> EXCERPTED TEXT
Women and Tzitziot

Young Egyptian Karaite women, notice that they are holding their tzitziot in their hands!
Young Karaite girl, notice that her tzitziot are attached to a scarf that does not cover her head!
Egyptian Karaite girls with tzitziot.

Eygptian Karaite women and children wearing talitot with tzitziot.  Though this was not necessarily the common practice at that time, it shows some use on, perhaps, memorable occasions. 



Women and Tzitzot;


There is a mitzwah for the children of Israel to wear tzitziot, but does it apply for women?  I have a few different sources to consider.  First there is the Torah and how the term 'the children of Israel' may be applied.  Then there are at least three Karaite Hakhamim, from as early as the 10th century, who say that women are responsible to fulfil this mitzwah.  Lastly there is a lengthy, but very informative article written about the Maharil's (R' Ya`aqov ben Moshe Lewi Moelin, 1360 - 1427), opinion against women wearing tzitziot and the local rebetzin in his town, Mrs. Bruna,  with her inspiring response!

> LISTED ENTRIES

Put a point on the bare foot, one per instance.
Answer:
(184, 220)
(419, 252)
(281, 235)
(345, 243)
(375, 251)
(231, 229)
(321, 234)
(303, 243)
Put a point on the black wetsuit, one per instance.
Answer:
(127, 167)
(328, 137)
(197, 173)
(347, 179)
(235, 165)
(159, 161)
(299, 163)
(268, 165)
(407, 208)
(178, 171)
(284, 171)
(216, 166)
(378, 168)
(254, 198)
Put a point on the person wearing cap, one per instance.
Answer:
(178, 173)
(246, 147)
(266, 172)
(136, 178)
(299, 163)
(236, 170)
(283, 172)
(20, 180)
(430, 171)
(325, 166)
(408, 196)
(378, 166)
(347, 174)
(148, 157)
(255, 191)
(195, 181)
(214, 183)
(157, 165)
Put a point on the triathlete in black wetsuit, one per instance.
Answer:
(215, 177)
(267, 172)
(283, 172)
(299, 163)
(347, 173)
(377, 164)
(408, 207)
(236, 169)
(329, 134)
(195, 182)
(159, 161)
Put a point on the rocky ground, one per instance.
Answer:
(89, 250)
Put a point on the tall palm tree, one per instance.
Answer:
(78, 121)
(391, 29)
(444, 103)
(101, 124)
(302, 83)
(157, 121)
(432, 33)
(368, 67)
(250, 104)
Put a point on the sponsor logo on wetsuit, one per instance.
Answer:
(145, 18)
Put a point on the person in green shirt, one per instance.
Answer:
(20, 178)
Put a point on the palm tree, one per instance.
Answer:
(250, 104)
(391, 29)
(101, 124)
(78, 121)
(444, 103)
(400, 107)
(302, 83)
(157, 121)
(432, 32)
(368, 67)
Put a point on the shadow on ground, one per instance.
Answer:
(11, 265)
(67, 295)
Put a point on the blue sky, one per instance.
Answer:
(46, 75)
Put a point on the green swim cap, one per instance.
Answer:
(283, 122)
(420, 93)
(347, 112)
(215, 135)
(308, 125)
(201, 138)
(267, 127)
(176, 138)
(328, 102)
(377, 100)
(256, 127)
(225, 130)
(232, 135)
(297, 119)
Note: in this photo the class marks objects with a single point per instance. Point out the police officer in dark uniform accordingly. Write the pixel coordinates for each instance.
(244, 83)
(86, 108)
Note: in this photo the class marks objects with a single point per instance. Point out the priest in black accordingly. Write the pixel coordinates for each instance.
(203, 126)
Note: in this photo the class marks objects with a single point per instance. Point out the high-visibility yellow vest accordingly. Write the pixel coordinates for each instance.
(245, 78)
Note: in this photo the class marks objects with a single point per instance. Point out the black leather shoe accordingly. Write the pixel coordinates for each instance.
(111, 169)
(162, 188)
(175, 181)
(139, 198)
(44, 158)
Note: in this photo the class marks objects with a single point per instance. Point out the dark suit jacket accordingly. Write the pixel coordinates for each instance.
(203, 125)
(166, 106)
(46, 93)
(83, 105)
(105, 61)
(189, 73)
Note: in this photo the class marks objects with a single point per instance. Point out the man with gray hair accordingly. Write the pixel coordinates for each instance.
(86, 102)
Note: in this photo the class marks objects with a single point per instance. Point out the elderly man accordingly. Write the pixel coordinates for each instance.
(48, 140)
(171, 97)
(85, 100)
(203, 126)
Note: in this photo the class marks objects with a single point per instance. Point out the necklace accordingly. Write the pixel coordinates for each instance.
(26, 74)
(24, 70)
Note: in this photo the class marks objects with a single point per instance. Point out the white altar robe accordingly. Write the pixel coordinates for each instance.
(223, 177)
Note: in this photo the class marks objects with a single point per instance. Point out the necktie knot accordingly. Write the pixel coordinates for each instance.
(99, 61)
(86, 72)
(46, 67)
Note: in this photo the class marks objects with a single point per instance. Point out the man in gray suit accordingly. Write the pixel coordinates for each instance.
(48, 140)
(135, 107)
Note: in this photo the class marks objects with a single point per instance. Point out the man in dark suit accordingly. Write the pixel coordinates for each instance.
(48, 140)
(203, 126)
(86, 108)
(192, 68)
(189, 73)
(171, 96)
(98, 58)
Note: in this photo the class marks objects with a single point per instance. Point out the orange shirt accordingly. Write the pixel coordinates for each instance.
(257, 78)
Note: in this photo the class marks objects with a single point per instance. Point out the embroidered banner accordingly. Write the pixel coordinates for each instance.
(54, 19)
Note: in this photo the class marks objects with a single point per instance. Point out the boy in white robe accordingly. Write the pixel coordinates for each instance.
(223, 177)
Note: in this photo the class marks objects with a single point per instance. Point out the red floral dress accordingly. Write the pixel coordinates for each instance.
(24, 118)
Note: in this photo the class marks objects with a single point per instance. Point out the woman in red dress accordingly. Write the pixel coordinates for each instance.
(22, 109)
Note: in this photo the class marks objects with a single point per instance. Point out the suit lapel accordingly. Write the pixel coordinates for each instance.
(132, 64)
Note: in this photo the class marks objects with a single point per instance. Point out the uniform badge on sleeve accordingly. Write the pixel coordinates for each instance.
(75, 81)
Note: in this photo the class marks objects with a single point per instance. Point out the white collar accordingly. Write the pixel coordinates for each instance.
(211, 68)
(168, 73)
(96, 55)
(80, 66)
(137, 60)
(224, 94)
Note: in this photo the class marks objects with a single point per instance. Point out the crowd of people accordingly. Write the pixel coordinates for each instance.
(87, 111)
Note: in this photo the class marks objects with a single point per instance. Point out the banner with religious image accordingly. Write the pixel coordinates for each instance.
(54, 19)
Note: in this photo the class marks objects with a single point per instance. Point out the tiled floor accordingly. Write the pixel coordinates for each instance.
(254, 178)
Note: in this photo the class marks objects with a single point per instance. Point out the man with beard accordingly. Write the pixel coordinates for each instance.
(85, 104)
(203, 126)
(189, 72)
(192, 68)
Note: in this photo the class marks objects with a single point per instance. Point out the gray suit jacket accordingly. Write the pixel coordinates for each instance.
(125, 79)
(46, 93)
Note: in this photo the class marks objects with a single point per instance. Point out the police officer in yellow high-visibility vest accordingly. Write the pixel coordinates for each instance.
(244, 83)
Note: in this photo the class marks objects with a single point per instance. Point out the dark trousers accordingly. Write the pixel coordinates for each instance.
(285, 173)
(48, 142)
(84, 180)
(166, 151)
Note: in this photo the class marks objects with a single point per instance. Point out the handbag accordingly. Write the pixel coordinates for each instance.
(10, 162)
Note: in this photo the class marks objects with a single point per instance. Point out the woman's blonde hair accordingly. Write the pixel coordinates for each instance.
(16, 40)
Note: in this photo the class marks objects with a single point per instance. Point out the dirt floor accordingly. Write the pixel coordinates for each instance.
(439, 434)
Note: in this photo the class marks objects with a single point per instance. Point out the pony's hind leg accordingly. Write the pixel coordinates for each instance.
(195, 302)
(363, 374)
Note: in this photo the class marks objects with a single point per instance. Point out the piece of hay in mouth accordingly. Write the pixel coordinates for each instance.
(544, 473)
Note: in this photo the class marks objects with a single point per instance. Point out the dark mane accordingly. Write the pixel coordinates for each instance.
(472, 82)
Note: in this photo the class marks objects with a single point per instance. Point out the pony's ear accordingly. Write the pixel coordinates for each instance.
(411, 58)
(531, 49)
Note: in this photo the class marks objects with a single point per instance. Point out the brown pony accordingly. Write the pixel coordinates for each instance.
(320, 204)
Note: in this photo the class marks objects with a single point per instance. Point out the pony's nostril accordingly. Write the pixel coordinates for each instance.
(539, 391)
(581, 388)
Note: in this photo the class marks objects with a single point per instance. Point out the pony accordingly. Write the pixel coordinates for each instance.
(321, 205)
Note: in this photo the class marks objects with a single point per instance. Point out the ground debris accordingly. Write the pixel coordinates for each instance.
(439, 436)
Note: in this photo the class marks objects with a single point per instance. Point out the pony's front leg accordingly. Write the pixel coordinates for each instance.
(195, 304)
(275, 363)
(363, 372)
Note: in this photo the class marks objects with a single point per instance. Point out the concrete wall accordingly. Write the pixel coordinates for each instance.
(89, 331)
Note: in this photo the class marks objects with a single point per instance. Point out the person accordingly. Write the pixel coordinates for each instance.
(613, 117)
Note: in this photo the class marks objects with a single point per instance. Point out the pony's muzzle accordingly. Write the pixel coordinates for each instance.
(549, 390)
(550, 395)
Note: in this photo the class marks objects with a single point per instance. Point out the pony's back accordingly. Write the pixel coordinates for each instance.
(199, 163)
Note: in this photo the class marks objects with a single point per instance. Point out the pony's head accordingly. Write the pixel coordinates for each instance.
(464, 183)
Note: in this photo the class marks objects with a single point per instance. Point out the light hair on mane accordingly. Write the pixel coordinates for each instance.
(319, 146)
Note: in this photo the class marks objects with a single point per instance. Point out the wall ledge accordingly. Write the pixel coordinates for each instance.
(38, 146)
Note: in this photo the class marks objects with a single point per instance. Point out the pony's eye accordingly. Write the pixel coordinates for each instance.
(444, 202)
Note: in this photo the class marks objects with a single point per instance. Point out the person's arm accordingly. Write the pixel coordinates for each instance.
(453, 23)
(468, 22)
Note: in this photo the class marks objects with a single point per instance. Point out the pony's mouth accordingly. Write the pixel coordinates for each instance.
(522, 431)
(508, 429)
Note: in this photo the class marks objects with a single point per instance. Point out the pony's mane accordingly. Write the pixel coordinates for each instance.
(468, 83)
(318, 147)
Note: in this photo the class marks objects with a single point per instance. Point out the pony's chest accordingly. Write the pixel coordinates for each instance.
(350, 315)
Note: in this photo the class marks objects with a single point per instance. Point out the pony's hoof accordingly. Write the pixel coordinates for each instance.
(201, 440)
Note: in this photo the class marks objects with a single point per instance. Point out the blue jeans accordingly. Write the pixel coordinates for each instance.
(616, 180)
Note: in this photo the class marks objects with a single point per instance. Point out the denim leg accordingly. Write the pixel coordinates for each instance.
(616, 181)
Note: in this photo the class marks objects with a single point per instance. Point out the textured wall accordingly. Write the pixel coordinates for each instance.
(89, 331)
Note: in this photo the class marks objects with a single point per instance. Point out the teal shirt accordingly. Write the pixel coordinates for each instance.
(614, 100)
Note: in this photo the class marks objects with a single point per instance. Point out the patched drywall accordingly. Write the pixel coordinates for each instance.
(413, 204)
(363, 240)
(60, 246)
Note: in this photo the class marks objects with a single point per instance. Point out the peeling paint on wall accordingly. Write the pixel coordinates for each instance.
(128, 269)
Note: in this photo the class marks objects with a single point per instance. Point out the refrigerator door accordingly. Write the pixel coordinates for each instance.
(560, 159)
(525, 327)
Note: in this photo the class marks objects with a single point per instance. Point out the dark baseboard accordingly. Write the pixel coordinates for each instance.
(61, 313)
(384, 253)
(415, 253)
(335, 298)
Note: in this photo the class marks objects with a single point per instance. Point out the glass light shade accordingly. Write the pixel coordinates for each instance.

> WHAT THIS EXERCISE ASKS
a. In the piece on women and tzitziot, what is the name of the rebetzin in the Maharil's town?
b. Go on writing the piece on women and tzitziot, starting right after its last sentence.

> EXERCISE RESULTS
a. Mrs. Bruna.

b.
From the Torah;

 
In Bamidbar/Num. 15:38-41, (Schocken) the mitzwah is introduced;


"Speak to the Children of Israel and say to them that they are to make themselves a tassel (tzitzit) on the corners of their garments, throughout their generations, and are to put on the corner tassel (tzitzit) a thread of blue-violet. It shall be for you a tassel (tzitzit), that you may look at it and keep-in-mind all the commandments of YHWH and observe them, that you not go scouting-around after your heart, after your eyes which you go whoring after; in order that you may keep-in-mind and observe all my commandments, and (so) be holy to your Elohim!  I am YHWH, your Elohim, who took you out of the land of Egypt, to be to you an Elohim; I am YHWH, your Elohim!"


It is also reiterated in Debarim/Deut. 22:12, (Schocken);


"Twisted-cords you are to make yourself on the four corners of your tunic-covering with which you cover yourself."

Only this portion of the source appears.